• TASK DETAILS: Repeat the records exactly as given. Do not include the pictures.

• EXERCISE DATA:
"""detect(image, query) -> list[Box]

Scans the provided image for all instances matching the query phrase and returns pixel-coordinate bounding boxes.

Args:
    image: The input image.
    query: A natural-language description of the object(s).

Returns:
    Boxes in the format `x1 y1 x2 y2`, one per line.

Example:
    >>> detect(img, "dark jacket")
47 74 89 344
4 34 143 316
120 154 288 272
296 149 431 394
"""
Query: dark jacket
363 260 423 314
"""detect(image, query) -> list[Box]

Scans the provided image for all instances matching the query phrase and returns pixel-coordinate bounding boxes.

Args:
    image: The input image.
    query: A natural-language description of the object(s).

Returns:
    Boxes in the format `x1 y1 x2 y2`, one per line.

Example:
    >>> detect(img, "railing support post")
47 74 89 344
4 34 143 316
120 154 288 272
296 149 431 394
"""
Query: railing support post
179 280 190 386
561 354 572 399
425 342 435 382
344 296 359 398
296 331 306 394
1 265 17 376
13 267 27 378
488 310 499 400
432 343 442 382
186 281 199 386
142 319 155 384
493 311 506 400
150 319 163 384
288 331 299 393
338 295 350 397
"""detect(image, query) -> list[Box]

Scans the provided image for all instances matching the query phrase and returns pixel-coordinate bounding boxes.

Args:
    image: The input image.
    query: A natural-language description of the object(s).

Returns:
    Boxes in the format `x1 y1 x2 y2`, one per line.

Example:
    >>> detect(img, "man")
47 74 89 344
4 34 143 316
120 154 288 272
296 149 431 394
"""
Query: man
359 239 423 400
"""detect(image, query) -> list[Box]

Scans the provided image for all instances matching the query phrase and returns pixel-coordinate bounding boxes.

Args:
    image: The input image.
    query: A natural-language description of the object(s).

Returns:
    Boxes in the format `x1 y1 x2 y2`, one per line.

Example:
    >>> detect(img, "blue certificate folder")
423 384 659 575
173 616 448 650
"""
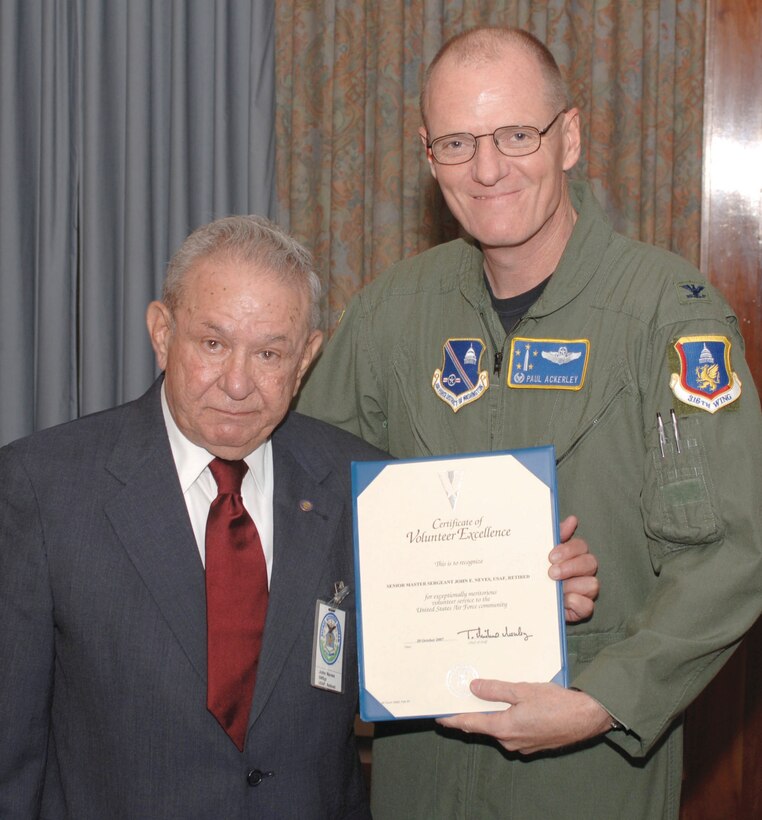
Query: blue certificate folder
351 446 567 723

• OUTPUT BELOW:
"""detect(image, query) -> list[Box]

Scans the provided image for all instances matching the query phrase and returns pixel-coordinate bounding boxes.

Args:
    image: The input image.
    query: A natural-language description of the object(s).

Returns:
    Boxes in the format `x1 y1 x2 y2`, one per line.

Example:
    >>> detect(img, "dark jacket")
47 74 89 344
4 34 143 316
120 154 288 272
296 149 431 394
"""
Query: dark jacket
363 260 423 314
"""detect(image, query) -> list[Box]

Scans the provided image for all instances matching the query phrase and returns pixel-coordinate bounding boxes.

Args:
    image: The input image.
    query: A natural-language description of the object(s).

Returns:
    Boxes in the format `x1 y1 x2 y2`, one per line.

Example:
    >>> detect(img, "railing support post")
47 74 89 344
4 34 143 316
120 154 288 272
296 149 431 394
"""
Query: railing support post
179 280 190 386
561 354 572 399
425 342 435 382
344 296 359 398
296 331 306 394
1 265 17 376
13 267 27 378
488 310 499 400
432 343 442 382
186 281 199 386
142 319 155 384
493 311 506 400
150 319 163 384
288 331 299 393
338 295 350 397
"""detect(image, query) -> list[Box]

Scans the provided image for all instances matching the query phrase and returns pixel-coordinate bounding boxes.

Args:
    image: The input image.
    query: A natural-language description of the object(s).

Returns:
    Boxes in the format `x1 y1 x2 y2`, one per line.

Example:
    >>> detect(img, "man")
47 74 89 344
4 34 143 316
120 154 288 272
296 149 431 394
"""
Query: man
359 239 423 400
"""detect(image, query) -> list[Box]

Scans the provided image for all instances matching the query phrase and returns pixel-coordinate bounding boxes.

Args:
    image: The input image.
    query: A natural-language description of the object(s).

Returns:
    Boxes in the format `x1 y1 x2 y2`, one per line.

Example:
    >>> detect(img, "blue certificate folder")
423 384 659 575
173 616 448 650
"""
Query: blue certificate folder
351 446 567 723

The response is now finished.